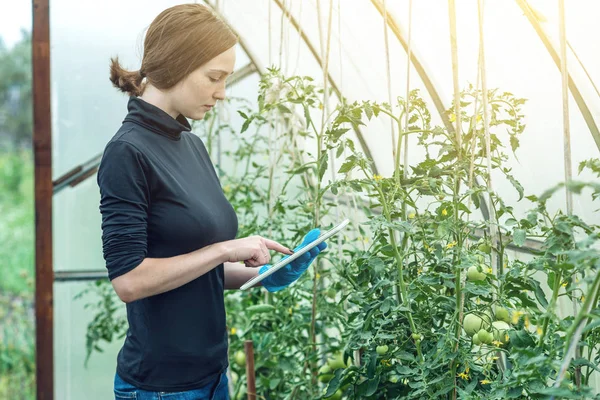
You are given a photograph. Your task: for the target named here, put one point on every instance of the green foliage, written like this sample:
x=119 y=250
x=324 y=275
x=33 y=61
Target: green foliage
x=16 y=118
x=398 y=281
x=17 y=347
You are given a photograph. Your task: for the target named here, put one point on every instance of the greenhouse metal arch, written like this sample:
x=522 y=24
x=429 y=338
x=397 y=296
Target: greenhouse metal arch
x=48 y=182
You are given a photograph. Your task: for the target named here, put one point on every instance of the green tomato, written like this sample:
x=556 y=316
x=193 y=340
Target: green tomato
x=241 y=395
x=567 y=375
x=502 y=314
x=381 y=350
x=337 y=362
x=325 y=374
x=331 y=293
x=485 y=248
x=473 y=323
x=473 y=274
x=500 y=330
x=485 y=336
x=336 y=396
x=240 y=358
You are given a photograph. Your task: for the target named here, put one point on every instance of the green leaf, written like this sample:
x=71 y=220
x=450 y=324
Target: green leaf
x=323 y=166
x=539 y=294
x=307 y=115
x=246 y=124
x=519 y=237
x=591 y=326
x=347 y=166
x=283 y=109
x=334 y=383
x=517 y=186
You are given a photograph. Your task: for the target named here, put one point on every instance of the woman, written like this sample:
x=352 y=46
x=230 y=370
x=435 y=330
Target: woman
x=167 y=229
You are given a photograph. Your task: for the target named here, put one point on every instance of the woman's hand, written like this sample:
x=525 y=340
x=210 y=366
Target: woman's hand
x=252 y=250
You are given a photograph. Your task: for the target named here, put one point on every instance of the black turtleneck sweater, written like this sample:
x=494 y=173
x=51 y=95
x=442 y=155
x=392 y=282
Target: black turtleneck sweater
x=161 y=197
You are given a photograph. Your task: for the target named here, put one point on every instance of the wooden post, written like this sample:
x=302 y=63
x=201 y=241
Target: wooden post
x=251 y=379
x=42 y=144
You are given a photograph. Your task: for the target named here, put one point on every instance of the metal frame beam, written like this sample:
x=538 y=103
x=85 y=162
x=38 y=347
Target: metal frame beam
x=583 y=108
x=42 y=145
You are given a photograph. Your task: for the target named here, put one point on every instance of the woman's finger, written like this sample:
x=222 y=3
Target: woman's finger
x=273 y=245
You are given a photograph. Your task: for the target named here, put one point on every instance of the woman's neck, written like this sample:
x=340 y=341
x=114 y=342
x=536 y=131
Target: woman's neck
x=159 y=99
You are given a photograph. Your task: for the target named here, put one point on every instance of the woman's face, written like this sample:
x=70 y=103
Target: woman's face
x=199 y=91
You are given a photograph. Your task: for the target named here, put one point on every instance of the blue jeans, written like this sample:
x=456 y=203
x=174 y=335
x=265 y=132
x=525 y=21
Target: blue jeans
x=214 y=390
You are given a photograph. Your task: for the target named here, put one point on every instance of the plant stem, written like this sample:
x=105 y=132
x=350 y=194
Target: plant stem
x=574 y=333
x=551 y=306
x=401 y=289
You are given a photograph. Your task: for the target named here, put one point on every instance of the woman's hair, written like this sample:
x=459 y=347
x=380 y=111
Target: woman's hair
x=179 y=40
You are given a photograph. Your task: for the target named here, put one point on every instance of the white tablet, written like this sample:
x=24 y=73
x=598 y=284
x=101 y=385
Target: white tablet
x=282 y=263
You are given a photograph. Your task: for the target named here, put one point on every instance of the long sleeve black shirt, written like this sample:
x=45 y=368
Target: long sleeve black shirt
x=161 y=197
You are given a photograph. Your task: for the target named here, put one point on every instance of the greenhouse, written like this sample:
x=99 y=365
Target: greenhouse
x=457 y=142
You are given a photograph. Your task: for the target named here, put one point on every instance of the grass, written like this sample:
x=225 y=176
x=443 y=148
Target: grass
x=17 y=332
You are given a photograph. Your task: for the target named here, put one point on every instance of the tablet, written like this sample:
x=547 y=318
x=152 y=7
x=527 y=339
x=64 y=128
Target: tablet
x=282 y=263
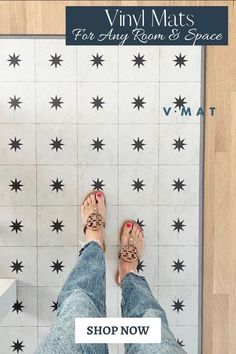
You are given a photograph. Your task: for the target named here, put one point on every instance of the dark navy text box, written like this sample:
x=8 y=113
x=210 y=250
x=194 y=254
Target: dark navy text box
x=158 y=25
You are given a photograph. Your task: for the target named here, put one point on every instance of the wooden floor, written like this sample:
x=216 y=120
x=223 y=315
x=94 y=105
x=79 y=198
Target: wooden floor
x=219 y=308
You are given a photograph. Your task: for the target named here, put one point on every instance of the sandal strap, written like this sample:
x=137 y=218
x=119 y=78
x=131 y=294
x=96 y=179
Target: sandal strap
x=129 y=252
x=95 y=221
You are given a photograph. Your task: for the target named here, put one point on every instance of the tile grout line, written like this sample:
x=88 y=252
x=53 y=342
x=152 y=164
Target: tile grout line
x=36 y=191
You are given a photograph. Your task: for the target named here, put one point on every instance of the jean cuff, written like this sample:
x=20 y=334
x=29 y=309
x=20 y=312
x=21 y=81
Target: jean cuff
x=130 y=275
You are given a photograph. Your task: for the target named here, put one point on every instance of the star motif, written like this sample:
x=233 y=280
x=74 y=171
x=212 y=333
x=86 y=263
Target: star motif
x=57 y=266
x=16 y=266
x=138 y=185
x=17 y=346
x=56 y=102
x=178 y=305
x=178 y=266
x=179 y=144
x=138 y=60
x=180 y=60
x=55 y=60
x=98 y=144
x=14 y=60
x=140 y=266
x=179 y=185
x=15 y=144
x=56 y=144
x=180 y=342
x=16 y=226
x=179 y=102
x=98 y=185
x=138 y=144
x=178 y=225
x=57 y=226
x=14 y=102
x=138 y=102
x=97 y=60
x=16 y=185
x=57 y=185
x=54 y=306
x=17 y=306
x=140 y=223
x=97 y=102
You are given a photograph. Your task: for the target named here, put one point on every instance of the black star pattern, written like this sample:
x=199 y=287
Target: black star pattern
x=178 y=225
x=16 y=185
x=179 y=102
x=138 y=144
x=17 y=346
x=138 y=60
x=16 y=266
x=57 y=226
x=138 y=185
x=57 y=266
x=57 y=185
x=56 y=102
x=17 y=306
x=55 y=60
x=15 y=144
x=98 y=144
x=14 y=60
x=178 y=305
x=140 y=266
x=98 y=185
x=56 y=144
x=54 y=306
x=14 y=102
x=178 y=266
x=179 y=144
x=180 y=342
x=140 y=223
x=97 y=102
x=180 y=60
x=97 y=60
x=16 y=226
x=179 y=185
x=138 y=102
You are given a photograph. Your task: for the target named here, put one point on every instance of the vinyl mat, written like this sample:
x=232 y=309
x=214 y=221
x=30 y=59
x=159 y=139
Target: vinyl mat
x=74 y=119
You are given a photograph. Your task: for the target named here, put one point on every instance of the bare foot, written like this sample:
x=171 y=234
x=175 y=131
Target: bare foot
x=131 y=231
x=94 y=200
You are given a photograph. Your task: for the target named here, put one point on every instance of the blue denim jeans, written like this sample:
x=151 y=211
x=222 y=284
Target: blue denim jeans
x=84 y=295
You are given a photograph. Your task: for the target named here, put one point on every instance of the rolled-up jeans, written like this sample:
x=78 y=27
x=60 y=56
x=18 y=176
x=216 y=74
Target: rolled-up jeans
x=84 y=295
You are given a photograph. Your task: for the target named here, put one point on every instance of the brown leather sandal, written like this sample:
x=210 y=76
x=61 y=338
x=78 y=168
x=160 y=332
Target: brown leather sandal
x=95 y=220
x=128 y=252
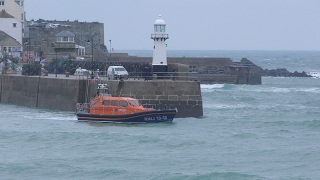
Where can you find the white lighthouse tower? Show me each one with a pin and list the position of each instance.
(159, 61)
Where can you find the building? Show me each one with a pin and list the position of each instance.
(11, 26)
(159, 60)
(16, 9)
(9, 46)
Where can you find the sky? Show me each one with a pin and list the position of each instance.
(194, 24)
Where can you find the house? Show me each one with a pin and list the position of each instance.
(9, 47)
(11, 26)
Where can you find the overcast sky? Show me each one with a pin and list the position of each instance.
(195, 24)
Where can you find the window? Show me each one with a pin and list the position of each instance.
(159, 28)
(123, 103)
(65, 39)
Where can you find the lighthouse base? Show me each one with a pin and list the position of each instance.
(160, 70)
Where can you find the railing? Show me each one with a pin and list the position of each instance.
(101, 75)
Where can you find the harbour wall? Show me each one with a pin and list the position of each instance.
(62, 93)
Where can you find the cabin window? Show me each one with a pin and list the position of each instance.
(114, 103)
(134, 102)
(106, 103)
(123, 103)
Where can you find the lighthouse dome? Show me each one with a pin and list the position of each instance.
(160, 21)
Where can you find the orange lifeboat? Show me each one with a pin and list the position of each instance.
(105, 108)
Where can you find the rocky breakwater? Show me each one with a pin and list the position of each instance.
(282, 72)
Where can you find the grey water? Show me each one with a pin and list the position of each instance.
(267, 131)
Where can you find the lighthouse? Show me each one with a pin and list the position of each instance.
(159, 60)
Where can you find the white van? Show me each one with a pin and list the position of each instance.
(117, 72)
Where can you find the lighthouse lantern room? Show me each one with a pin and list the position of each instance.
(159, 60)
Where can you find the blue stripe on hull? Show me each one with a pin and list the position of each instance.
(149, 116)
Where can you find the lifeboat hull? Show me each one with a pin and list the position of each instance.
(141, 117)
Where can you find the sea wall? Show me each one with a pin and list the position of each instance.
(63, 93)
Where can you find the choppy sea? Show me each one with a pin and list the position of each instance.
(267, 131)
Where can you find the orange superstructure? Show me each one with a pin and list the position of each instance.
(105, 108)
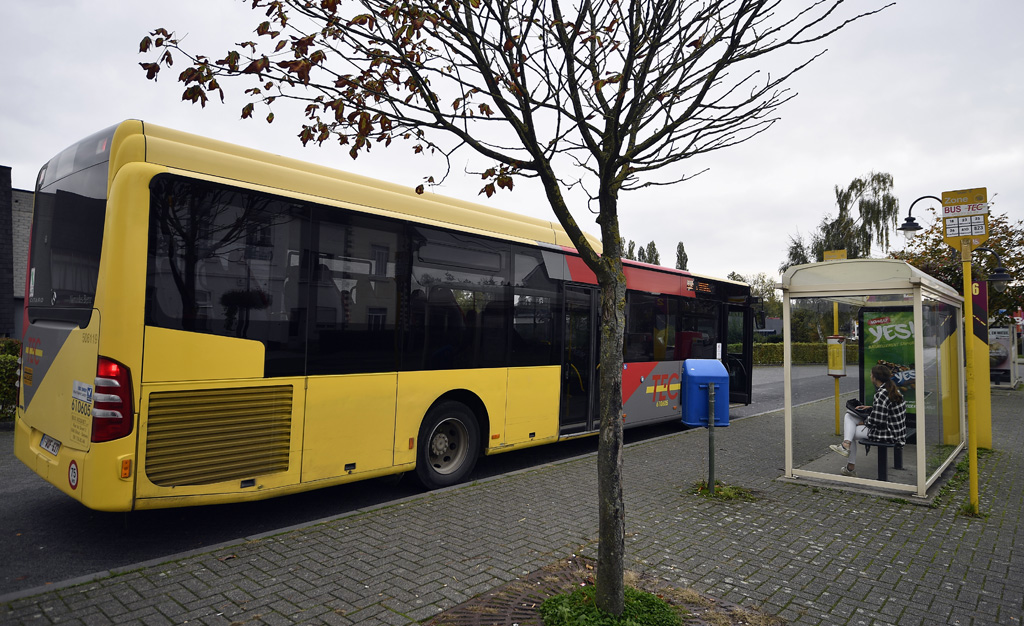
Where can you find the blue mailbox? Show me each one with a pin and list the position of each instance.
(697, 375)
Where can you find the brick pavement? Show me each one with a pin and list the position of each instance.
(808, 554)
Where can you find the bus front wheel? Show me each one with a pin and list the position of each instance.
(450, 444)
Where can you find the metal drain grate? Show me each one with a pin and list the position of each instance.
(518, 602)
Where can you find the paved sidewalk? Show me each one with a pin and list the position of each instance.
(808, 554)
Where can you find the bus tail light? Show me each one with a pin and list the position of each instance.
(112, 402)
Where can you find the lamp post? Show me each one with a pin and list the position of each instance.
(998, 278)
(910, 227)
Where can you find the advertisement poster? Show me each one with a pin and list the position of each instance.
(887, 338)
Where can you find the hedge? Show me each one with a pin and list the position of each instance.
(771, 353)
(9, 351)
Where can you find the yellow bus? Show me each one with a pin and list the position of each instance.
(208, 324)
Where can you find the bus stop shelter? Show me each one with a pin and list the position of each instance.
(889, 313)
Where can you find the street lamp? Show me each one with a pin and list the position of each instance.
(910, 225)
(998, 278)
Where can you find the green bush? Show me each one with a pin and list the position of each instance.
(10, 346)
(8, 389)
(578, 608)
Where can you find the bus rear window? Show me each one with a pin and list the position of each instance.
(67, 236)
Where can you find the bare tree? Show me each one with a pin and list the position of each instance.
(603, 95)
(682, 259)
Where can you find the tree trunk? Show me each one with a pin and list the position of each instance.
(611, 513)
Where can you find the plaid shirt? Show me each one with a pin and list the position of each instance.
(888, 419)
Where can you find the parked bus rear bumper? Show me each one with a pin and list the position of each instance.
(105, 486)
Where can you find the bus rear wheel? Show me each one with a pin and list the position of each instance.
(450, 444)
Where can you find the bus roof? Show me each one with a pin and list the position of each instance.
(136, 140)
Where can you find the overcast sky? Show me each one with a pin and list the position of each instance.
(931, 91)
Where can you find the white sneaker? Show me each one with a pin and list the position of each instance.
(839, 449)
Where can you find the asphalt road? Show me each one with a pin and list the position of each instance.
(46, 537)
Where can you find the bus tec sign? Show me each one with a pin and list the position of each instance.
(965, 217)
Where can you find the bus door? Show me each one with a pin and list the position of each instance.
(740, 364)
(579, 410)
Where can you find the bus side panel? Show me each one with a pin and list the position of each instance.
(418, 390)
(174, 355)
(350, 425)
(59, 370)
(532, 405)
(219, 441)
(651, 391)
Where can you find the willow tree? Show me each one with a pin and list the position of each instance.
(606, 96)
(867, 212)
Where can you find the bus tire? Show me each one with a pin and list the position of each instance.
(450, 445)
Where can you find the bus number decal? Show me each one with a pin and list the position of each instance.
(666, 386)
(33, 351)
(81, 405)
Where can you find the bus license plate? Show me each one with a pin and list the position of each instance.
(50, 445)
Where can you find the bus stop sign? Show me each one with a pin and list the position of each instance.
(965, 217)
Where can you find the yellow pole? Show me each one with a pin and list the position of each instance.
(972, 418)
(836, 332)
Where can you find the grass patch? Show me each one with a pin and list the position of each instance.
(962, 473)
(579, 609)
(724, 492)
------------------------------------------------------------------------
- **WHAT YOU ARE ASKED TO DO**: Edit the listing from the line containing "of the brown" through the line containing "x=128 y=252", swapping "leather" for "suede" and leaving everything else untouched. Return only those lines.

- **RESPONSE**:
You are given a photograph. Your task: for the target named here, put one point on every instance of the brown suede sandal, written like this sample:
x=210 y=76
x=61 y=338
x=78 y=168
x=160 y=332
Target: brown suede sandal
x=95 y=220
x=128 y=252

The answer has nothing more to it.